Stored data entries:
—————
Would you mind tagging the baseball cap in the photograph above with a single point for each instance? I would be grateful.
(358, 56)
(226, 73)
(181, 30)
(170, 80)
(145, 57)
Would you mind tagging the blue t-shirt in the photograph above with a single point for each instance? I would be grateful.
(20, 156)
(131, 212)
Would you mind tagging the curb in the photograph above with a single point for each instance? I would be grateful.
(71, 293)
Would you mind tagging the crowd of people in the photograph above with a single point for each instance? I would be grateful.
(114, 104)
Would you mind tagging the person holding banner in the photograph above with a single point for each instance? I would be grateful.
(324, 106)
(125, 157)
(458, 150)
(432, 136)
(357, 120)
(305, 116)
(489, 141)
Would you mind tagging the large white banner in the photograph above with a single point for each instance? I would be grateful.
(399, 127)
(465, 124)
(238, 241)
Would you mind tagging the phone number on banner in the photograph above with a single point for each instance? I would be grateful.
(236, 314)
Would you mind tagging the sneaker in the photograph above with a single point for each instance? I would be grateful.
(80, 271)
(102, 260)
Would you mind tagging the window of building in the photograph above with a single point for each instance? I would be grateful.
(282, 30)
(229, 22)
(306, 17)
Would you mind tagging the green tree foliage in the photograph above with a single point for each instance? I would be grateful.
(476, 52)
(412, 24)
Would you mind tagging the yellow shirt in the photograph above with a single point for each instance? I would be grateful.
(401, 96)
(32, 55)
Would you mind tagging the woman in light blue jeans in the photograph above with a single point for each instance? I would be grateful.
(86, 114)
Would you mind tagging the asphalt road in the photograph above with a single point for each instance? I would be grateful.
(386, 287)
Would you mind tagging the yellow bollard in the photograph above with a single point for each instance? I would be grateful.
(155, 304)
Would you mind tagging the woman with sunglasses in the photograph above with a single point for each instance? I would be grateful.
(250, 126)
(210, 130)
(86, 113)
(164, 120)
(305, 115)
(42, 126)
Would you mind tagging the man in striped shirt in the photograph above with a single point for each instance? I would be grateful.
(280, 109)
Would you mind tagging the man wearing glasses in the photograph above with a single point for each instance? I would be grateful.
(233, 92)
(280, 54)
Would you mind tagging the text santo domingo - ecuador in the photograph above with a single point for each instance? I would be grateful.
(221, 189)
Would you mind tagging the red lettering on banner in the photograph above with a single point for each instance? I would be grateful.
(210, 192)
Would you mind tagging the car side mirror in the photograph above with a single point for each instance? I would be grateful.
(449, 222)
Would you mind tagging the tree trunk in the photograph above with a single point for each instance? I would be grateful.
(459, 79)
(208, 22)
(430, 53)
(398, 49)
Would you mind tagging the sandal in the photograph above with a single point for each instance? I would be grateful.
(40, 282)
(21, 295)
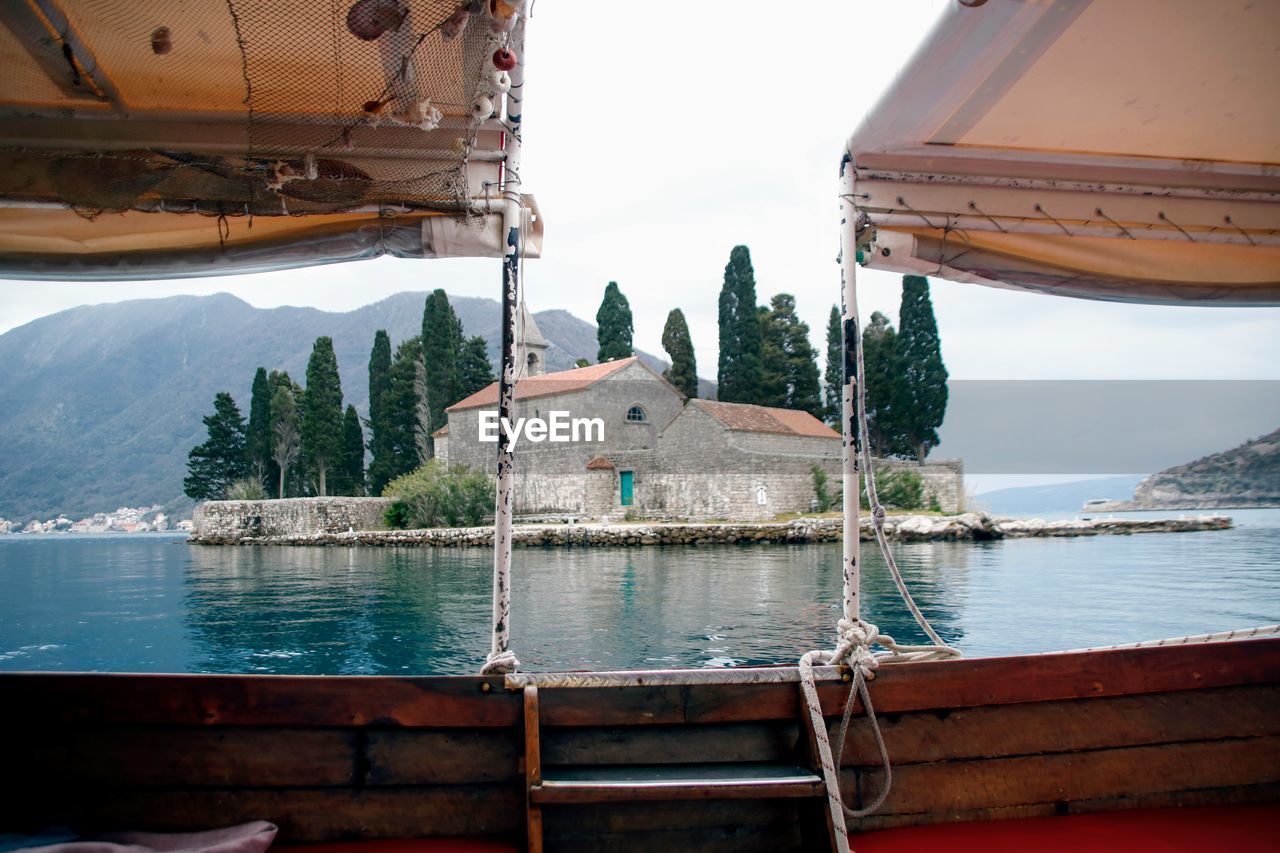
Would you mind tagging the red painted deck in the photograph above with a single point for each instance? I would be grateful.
(1239, 829)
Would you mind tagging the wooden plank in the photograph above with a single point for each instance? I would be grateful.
—————
Written request = Return every line of the records exactly as given, pictures excluded.

Final result =
Would you mind tagging the baseball cap in the photograph above with a single point for each instance? I would be grateful.
(358, 56)
(226, 73)
(181, 30)
(170, 80)
(145, 57)
Would you mind tagging the blue t-shirt in the photograph above with a single point for each instance? I would be grateful.
(20, 156)
(131, 212)
Would you mind tagging the curb in the photograph above with a single point for each instance? I would be grateful.
(71, 293)
Would you mind tagging the crowd of people in the photograph above with a single point for each instance? I would be grateful.
(114, 104)
Would you mind tagging the person holding banner in the photograph above with a single point for each instance? I would be grateful.
(324, 106)
(125, 157)
(458, 150)
(432, 136)
(357, 120)
(305, 116)
(489, 141)
Would you mind tagging the large white banner in the photograph above with a single point for each instance? I would be grateful.
(399, 127)
(465, 124)
(238, 241)
Would you mind tagging the phone number on banner in the photograph above with a single point for each instance? I would be grateful.
(236, 314)
Would you mind tagging the sneaker in the photograph above with a single point for each instance? I would be grateful.
(80, 271)
(102, 260)
Would you mind tagging the window of building in the photograph above with a single point for each instance? I would be grateful.
(282, 30)
(229, 22)
(306, 17)
Would you mind tagging the green tree foliage in the photograph above with a single point for each instance? I would be grateful.
(476, 52)
(412, 24)
Would you mind tagging the yellow shirt in the photograph above with a single point for each instance? I would be grateful.
(401, 96)
(32, 55)
Would you mind tagging the woman in light blue jeans in the photograph above with a single point for each instance? I would be grateful.
(86, 114)
Would you mind tagging the asphalt road in the photograph above with a single point for each instance? I would be grateful.
(386, 287)
Would you mind tagging the yellow bollard in the photograph above with a single point for each instance? I would be grateful.
(155, 304)
Would you mind tagging the woman with sunglasses in the photograph above with a single point for each instance? I would be grateful.
(250, 126)
(210, 130)
(86, 113)
(164, 120)
(305, 115)
(42, 126)
Would you mind tagging the man in striped shirt in the photograph above with a single point for each instance? I would be grateful.
(280, 109)
Would you mind tagging the man wearing glasses in the photograph above with a single point for each instance? I would be grateful.
(233, 92)
(280, 54)
Would you mind tagging the text santo domingo - ecuador in the photograph above with a single point for each instance? I would be grateful.
(221, 189)
Would you mind tagging the red lettering on banner in the photograph above with a single point for each instance? I would be grateful.
(210, 192)
Would you mind tagging the car side mirror in the photograph above with a single point for each instance? I would be grateful.
(449, 222)
Would you mind tagging the tree trunk in the photograph above with a single point for each instance? I would be grateful.
(459, 79)
(208, 22)
(430, 53)
(398, 49)
Would you mind tagging the sandal in the photograph above with a single point for each instance? I would be grateful.
(40, 282)
(21, 295)
Would you mind tagging the red painted deck in the photograph above with a single point for each instance? I would be grateful.
(1239, 829)
Would you mind tagging the wooden plank in the photograph above with a single point for each instance? I would be grateful.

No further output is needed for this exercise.